--- TASKS TO PERFORM ---
**1)** Using the passage on Carrel and the French Foundation for the Study of Human Problems, answer:
(a) Which political party did Carrel join in 1941?
(b) Which law institutionalized the field of occupational medicine?
(c) What did the livret scolaire record?
**2)** Continue the passage on Carrel and the French Foundation for the Study of Human Problems from its last sentence.

In 1937, Carrel joined the Centre d'Etudes des Problèmes Humains, which was led by Jean Coutrot. Coutrot's goal was to develop what he called an "economic humanism" through "collective thinking." However, in 1941, Carrel went on to advocate for the creation of the French Foundation for the Study of Human Problems (Fondation Française pour l'Etude des Problèmes Humains). This foundation was created by decree of the Vichy regime in 1941, and Carrel served as a "regent." Carrel's connections to the cabinet of Vichy France president Philippe Pétain, specifically French industrial physicians André Gros and Jacques Ménétrier, helped pave the way for the creation of the foundation. That same year he joined Jacques Doriot's Parti populaire français (PPF).

The foundation played a significant role in the establishment of the field of occupational medicine, which was institutionalized by the Provisional Government of the French Republic (GPRF) through the 11 October 1946 law. The foundation's efforts were not limited to occupational medicine and extended to other areas such as demographics, economics, nutrition, habitation, and opinion polls. Notable figures associated with the foundation's work include Robert Gessain, Paul Vincent, Jean Bourgeois-Pichat, François Perroux, Jean Sutter, and Jean Stoetzel. The foundation achieved several notable accomplishments throughout its history. It played a crucial role in the promotion of the 16 December 1942 Act, which mandated the use of a prenuptial certificate before marriage. This certificate aimed to ensure the good health of spouses, particularly regarding sexually transmitted diseases (STDs) and "life hygiene." Additionally, the institute created the livret scolaire, a document that recorded the grades of French secondary school students, allowing for the classification and selection of students based on academic performance.

--- SUPPLIED INFORMATION ---
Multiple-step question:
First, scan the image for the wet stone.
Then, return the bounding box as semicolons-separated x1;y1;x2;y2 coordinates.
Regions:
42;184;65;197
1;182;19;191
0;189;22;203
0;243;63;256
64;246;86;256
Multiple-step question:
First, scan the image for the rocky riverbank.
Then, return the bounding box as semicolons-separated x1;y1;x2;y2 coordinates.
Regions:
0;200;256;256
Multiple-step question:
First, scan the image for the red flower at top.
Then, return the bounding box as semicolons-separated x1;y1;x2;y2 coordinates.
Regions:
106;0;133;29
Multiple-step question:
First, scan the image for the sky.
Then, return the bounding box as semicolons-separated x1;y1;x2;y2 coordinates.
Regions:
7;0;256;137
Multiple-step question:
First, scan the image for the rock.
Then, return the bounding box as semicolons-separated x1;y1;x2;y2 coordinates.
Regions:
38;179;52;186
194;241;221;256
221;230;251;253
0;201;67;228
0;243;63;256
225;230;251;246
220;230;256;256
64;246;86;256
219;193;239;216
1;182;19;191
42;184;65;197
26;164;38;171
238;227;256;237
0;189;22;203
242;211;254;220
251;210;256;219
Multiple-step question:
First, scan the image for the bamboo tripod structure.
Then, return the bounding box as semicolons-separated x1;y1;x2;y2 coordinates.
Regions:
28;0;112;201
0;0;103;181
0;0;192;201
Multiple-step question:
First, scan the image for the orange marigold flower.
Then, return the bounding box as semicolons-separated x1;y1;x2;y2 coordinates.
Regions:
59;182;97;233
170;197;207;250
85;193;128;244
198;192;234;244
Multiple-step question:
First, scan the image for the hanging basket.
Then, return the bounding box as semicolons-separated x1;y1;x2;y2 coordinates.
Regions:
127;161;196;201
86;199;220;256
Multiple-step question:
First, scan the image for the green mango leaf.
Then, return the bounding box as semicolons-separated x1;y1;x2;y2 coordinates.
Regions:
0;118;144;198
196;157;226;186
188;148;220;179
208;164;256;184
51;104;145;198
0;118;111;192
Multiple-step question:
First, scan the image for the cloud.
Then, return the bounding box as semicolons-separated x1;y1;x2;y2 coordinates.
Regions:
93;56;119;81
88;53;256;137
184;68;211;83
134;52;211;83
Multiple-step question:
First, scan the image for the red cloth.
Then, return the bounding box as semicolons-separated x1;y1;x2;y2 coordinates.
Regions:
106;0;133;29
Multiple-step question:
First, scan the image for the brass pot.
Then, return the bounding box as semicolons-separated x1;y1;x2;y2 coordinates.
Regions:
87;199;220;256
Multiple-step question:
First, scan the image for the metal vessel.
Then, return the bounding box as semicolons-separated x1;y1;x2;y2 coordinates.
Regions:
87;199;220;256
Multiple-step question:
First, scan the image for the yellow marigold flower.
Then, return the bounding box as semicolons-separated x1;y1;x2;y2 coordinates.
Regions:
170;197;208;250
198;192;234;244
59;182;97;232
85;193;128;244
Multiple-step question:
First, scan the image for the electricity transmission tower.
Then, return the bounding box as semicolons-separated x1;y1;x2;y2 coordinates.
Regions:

--- TASK ANSWERS ---
**1)**
(a) Jacques Doriot's Parti populaire français (PPF).
(b) The 11 October 1946 law, passed by the Provisional Government of the French Republic (GPRF).
(c) The grades of French secondary school students.

**2)**
Gwen Terrenoire's book, "Eugenics in France (1913–1941): a review of research findings," describes the Foundation for the Study of Human Problems as a pluridisciplinary center that employed approximately 300 researchers, primarily statisticians, psychologists, and physicians, from the summer of 1942 until the end of autumn 1944. Following the liberation of Paris, Alexis Carrel, the founder, was suspended by the Minister of Health, and he died in November 1944. The Foundation underwent a purge and emerged shortly afterward as the Institut national d'études démographiques (INED), which is still active today. Although Carrel had died, most of his team transferred to INED, which was headed by demographer Alfred Sauvy, who coined the term "Third World." Other team members joined the Institut national d'hygiène (National Hygiene Institute), later known as INSERM.